Excerpted passage -
╭──
The Saurer 6DM is a heavy truck manufactured by Adolph Saurer AG.

The name 6DM reflects its 6 tonne payload. The two-axle vehicle has a power output of 250 hp. The driving Formula 4x4 is driven 4 of 4 existing wheels. Its bigger "brother", the Saurer 10DM, has 3 axes (6-Wheel), a 10 tonne payload and 320 hp.

The vehicles are equipped with Saurer six-cylinder engines and turbochargers are connected via a semi-automatic transmission. Some units are equipped with a winch,  which costs 60 liters of fuel capacity.

The 6DM and 10DM were the first military vehicles of the Swiss Army, which went into operation with NATO structure. The most widespread are flatbeds with tarp for troops and supplies, but they also serve as fire engines for military airfields. The firefighting version includes the special F/A-18C Maquette device. It also serves as a crane truck and as container transporter for the operating components for TAFLIR (tactical aircraft radar). As these trucks reach the end of their useful life they are replaced by trucks from Iveco.
╰──
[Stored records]
╭──
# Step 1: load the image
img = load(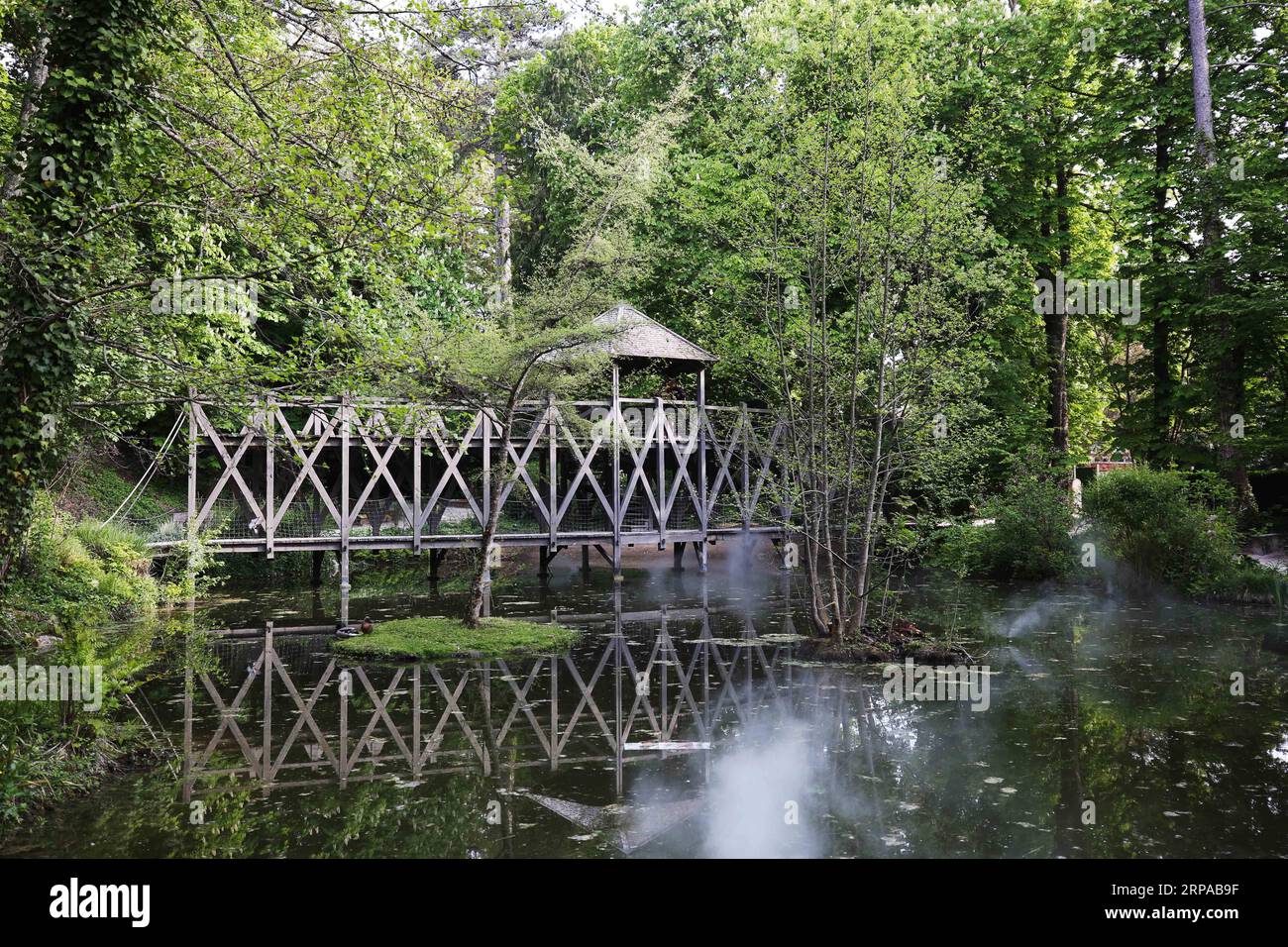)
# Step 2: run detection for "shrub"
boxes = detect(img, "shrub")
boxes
[3,493,160,630]
[1083,467,1239,595]
[935,474,1074,579]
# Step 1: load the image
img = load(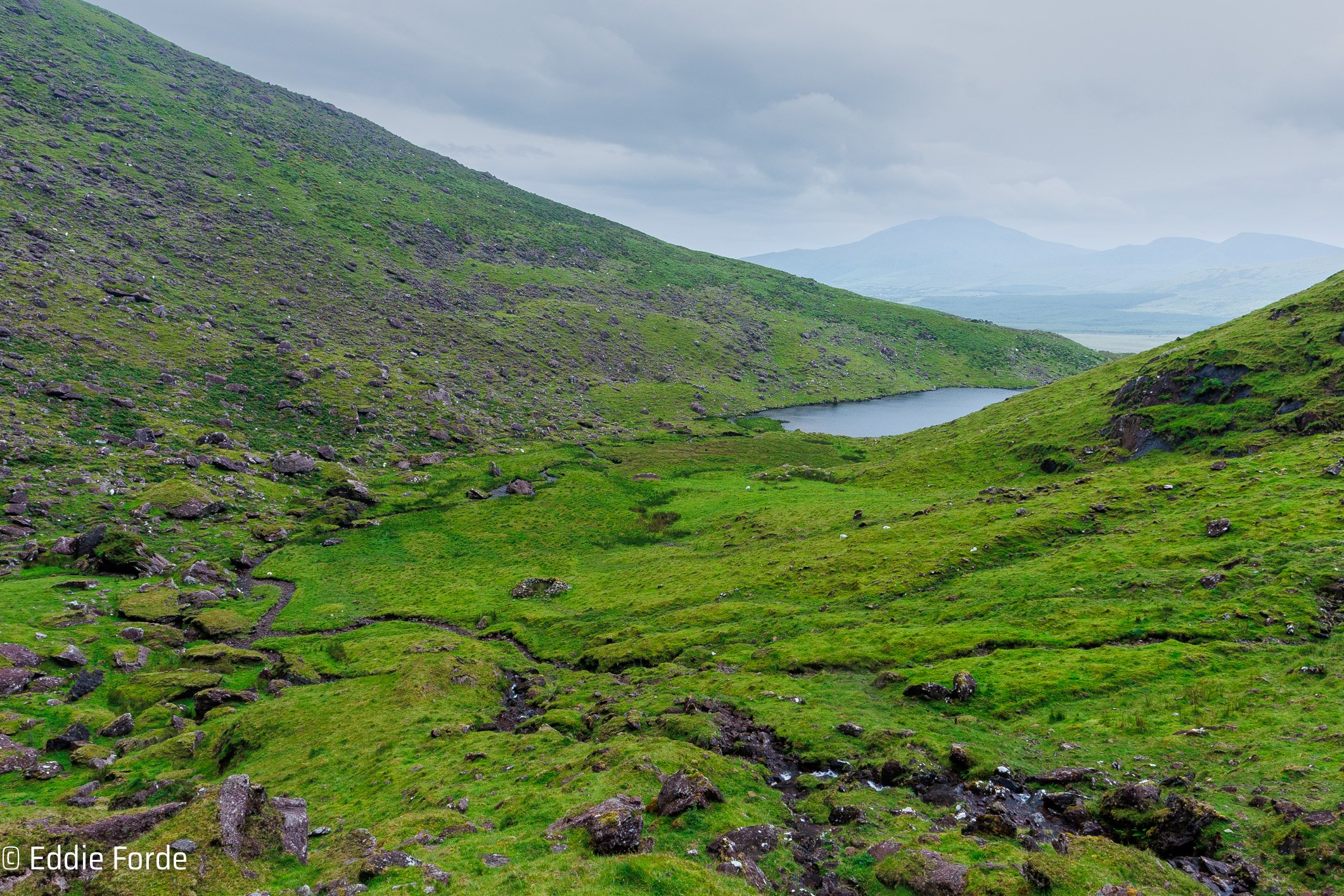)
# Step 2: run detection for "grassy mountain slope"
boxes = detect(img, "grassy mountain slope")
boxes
[0,0,1099,473]
[0,264,1344,896]
[8,0,1344,896]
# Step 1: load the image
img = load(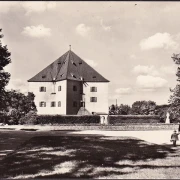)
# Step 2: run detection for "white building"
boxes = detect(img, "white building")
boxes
[28,50,109,115]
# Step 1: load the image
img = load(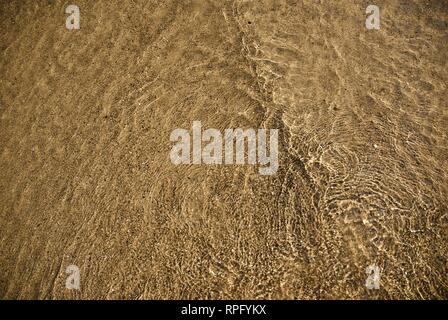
╰──
Exercises -
A - From the article on the Saurer 6DM, list every role or form in which the 6DM and 10DM trucks are said to serve.
B - Locate every line in the entries that contains the string "grassy". Case counts.

Written responses -
A -
- Flatbeds with tarp for troops and supplies
- Fire engines for military airfields
- Crane trucks
- Container transporters for the operating components for TAFLIR (tactical aircraft radar)

B -
# Step 2: run detection for "grassy mountain slope"
boxes = detect(img, "grassy mountain slope")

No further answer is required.